#### Records for processing ####

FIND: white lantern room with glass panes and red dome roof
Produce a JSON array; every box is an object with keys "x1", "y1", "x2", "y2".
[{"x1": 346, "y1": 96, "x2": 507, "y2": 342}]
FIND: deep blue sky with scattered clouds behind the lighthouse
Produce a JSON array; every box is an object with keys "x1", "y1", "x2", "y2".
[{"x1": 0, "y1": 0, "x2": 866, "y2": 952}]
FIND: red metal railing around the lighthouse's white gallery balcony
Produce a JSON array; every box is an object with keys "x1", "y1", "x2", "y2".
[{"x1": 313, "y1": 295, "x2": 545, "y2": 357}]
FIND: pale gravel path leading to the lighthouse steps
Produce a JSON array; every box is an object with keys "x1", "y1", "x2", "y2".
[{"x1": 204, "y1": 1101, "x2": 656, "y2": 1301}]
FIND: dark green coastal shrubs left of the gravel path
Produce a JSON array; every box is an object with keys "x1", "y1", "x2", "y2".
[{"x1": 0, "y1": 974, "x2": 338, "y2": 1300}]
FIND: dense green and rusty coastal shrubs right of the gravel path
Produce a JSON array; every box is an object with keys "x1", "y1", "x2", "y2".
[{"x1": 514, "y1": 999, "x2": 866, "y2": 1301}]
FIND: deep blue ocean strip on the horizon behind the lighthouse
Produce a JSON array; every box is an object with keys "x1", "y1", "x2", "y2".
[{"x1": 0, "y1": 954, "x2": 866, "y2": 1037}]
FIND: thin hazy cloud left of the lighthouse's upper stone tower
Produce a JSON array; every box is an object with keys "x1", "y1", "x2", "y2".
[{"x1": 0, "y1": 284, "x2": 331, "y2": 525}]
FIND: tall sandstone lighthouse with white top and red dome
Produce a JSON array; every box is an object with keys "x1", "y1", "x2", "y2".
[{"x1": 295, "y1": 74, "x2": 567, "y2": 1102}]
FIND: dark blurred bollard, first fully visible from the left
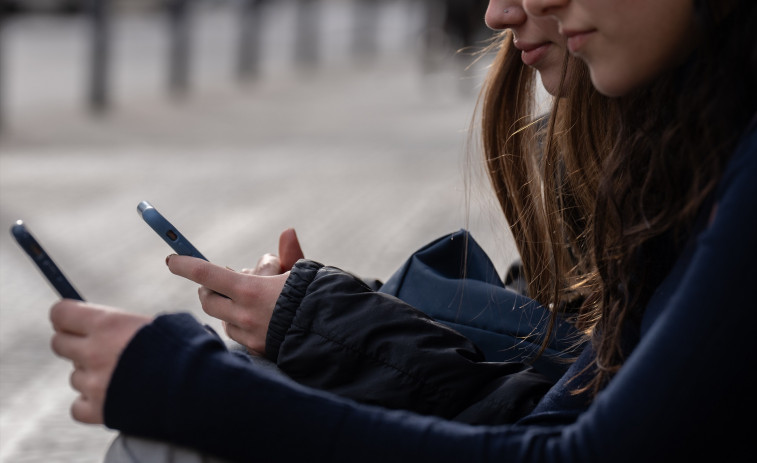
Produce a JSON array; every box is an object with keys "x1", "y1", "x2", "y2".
[{"x1": 88, "y1": 0, "x2": 112, "y2": 114}]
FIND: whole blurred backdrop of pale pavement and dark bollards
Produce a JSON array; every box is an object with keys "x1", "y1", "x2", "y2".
[{"x1": 0, "y1": 0, "x2": 516, "y2": 462}]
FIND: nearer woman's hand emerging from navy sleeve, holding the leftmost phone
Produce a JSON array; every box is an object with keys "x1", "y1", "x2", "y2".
[{"x1": 50, "y1": 299, "x2": 152, "y2": 424}]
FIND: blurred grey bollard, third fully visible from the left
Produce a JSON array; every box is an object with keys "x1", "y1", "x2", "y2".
[{"x1": 237, "y1": 0, "x2": 266, "y2": 81}]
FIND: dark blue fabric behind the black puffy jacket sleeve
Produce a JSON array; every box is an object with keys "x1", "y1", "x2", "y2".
[{"x1": 379, "y1": 230, "x2": 576, "y2": 380}]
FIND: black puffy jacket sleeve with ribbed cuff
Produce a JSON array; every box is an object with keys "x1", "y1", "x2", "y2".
[{"x1": 266, "y1": 260, "x2": 552, "y2": 424}]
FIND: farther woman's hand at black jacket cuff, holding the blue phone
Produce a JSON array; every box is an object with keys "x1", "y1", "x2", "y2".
[{"x1": 166, "y1": 254, "x2": 289, "y2": 355}]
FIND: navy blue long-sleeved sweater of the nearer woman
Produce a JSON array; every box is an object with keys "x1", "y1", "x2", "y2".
[{"x1": 105, "y1": 125, "x2": 757, "y2": 462}]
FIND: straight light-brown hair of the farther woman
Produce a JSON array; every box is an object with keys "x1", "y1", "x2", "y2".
[{"x1": 479, "y1": 32, "x2": 617, "y2": 348}]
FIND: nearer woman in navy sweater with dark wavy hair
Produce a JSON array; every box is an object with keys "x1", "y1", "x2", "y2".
[{"x1": 51, "y1": 0, "x2": 757, "y2": 461}]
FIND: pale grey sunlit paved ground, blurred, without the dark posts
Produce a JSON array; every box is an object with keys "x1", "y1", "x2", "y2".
[{"x1": 0, "y1": 1, "x2": 513, "y2": 462}]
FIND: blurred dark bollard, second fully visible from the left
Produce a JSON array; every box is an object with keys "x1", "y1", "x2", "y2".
[{"x1": 166, "y1": 0, "x2": 192, "y2": 98}]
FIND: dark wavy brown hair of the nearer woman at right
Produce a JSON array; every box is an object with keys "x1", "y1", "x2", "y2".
[{"x1": 581, "y1": 0, "x2": 757, "y2": 392}]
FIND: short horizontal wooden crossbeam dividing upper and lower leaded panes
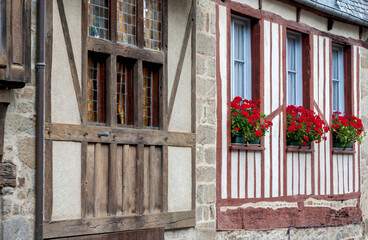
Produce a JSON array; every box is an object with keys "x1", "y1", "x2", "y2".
[{"x1": 87, "y1": 37, "x2": 165, "y2": 64}]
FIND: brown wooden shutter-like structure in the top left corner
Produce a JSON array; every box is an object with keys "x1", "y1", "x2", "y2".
[{"x1": 0, "y1": 0, "x2": 31, "y2": 88}]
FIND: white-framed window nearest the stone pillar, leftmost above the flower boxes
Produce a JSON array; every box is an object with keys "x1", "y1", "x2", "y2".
[{"x1": 231, "y1": 16, "x2": 252, "y2": 99}]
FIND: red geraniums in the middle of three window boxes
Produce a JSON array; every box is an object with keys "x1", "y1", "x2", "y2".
[{"x1": 286, "y1": 105, "x2": 328, "y2": 147}]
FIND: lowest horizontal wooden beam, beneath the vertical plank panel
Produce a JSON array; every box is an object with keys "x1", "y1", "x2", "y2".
[{"x1": 44, "y1": 211, "x2": 195, "y2": 239}]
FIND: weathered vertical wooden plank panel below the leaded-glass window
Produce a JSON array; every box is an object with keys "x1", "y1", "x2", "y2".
[{"x1": 83, "y1": 143, "x2": 163, "y2": 218}]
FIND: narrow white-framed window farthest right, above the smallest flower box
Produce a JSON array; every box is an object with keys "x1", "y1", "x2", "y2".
[{"x1": 332, "y1": 44, "x2": 345, "y2": 112}]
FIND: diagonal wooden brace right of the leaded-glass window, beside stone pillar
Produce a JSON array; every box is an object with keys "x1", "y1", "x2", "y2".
[{"x1": 167, "y1": 5, "x2": 195, "y2": 126}]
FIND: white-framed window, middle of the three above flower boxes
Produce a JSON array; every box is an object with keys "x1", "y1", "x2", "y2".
[{"x1": 286, "y1": 31, "x2": 303, "y2": 106}]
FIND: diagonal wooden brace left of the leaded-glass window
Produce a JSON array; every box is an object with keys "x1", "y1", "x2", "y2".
[{"x1": 57, "y1": 0, "x2": 83, "y2": 121}]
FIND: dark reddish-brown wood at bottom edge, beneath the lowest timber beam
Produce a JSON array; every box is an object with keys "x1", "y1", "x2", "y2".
[{"x1": 54, "y1": 228, "x2": 165, "y2": 240}]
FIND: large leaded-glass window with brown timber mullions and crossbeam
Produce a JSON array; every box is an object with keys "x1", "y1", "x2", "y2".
[{"x1": 86, "y1": 0, "x2": 164, "y2": 128}]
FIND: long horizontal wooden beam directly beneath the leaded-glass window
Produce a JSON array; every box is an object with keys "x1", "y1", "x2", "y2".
[{"x1": 45, "y1": 123, "x2": 195, "y2": 147}]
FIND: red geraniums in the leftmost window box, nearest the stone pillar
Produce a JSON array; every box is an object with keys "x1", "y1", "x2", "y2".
[{"x1": 231, "y1": 97, "x2": 272, "y2": 141}]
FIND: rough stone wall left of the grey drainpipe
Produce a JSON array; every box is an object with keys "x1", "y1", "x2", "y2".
[{"x1": 0, "y1": 0, "x2": 37, "y2": 240}]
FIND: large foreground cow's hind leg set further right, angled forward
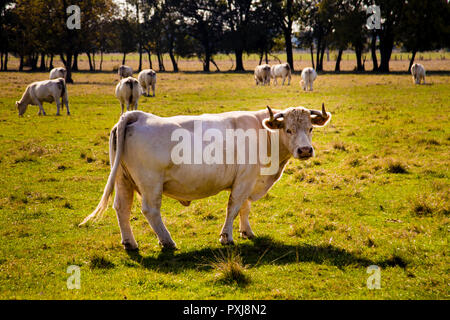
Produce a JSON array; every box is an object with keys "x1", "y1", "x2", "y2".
[{"x1": 142, "y1": 183, "x2": 176, "y2": 248}]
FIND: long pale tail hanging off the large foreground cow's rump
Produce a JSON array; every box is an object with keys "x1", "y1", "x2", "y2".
[{"x1": 78, "y1": 112, "x2": 139, "y2": 227}]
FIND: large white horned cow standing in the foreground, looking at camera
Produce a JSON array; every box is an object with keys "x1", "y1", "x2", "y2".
[{"x1": 80, "y1": 104, "x2": 331, "y2": 249}]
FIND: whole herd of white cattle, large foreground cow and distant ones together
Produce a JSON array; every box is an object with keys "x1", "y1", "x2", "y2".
[{"x1": 10, "y1": 63, "x2": 425, "y2": 250}]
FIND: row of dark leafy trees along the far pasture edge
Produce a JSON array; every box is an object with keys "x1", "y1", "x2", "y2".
[{"x1": 0, "y1": 0, "x2": 450, "y2": 82}]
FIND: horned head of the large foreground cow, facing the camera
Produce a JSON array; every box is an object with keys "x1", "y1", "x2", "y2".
[{"x1": 263, "y1": 103, "x2": 331, "y2": 159}]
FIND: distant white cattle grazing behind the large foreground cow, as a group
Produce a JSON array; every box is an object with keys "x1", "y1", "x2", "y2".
[{"x1": 16, "y1": 63, "x2": 425, "y2": 116}]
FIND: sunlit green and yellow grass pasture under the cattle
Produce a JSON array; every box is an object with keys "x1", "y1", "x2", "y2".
[{"x1": 0, "y1": 66, "x2": 450, "y2": 299}]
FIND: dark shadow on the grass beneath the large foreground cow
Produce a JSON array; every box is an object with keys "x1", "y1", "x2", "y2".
[{"x1": 127, "y1": 236, "x2": 376, "y2": 273}]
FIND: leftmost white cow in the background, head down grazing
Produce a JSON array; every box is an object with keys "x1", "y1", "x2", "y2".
[{"x1": 16, "y1": 78, "x2": 70, "y2": 116}]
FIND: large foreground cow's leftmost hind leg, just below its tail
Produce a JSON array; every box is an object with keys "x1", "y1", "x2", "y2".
[{"x1": 113, "y1": 174, "x2": 138, "y2": 250}]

####

**Task brief:** All lines above from the one containing "FIND: red geraniums in the leftmost" to the one containing "FIND: rough stone" must be repeated exactly, both lines included, and no others.

**The completed task:**
FIND: red geraniums in the leftmost window box, nearest the stone pillar
Produce a JSON array; every box is an object with keys "x1", "y1", "x2", "y2".
[{"x1": 231, "y1": 97, "x2": 272, "y2": 141}]
FIND: rough stone wall left of the grey drainpipe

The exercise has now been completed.